* _GIVEN PROBLEM 1_:
In the baseball recollection, what was the name of the chemistry building?

Ah, the joys of tabletop baseball. Of course, no one plays tabletop baseball much anymore. It’s all on computers. And that saddens me just this much.

In 1988, I was drinking my way through chemistry graduate school at the University of Tennessee-Knoxville. One day I was leaving the chemistry building, Buehler Hall, around noon because I had to get down to The Last Lap (as featured in Sports Illustrated) for some critical pinball (The Comet) with my brother, Steve, and I bumped into some guy coming into the building.

He happened to be wearing an Atlanta Braves ballcap with "Oscar Mayer" on the underside of the bill. Because I’m a mouthy, nosy so-and-so, I said, "Hey, I was at that game!" and of course, I had been and I could prove it by producing the same goober ballcap. So we started talking about the game and it turned out we were at the game for the same reason – to see the Mets kick the crap out of the Braves (which did occur). He, too, was a huge Mets fan.

* _GIVEN PROBLEM 2_:
Give the rows of data taken from the collection as a Markdown table with two columns, "No." and "Row text". Put a running number in the first column and one row in the second, and leave out any blank lines.

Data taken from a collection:
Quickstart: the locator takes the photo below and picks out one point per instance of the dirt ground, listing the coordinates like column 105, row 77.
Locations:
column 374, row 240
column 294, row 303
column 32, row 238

* _EXPECTED OUTPUT 1_:
Buehler Hall

* _EXPECTED OUTPUT 2_:
| No. | Row text |
|---|---|
| 1 | Quickstart: the locator takes the photo below and picks out one point per instance of the dirt ground, listing the coordinates like column 105, row 77. |
| 2 | Locations: |
| 3 | column 374, row 240 |
| 4 | column 294, row 303 |
| 5 | column 32, row 238 |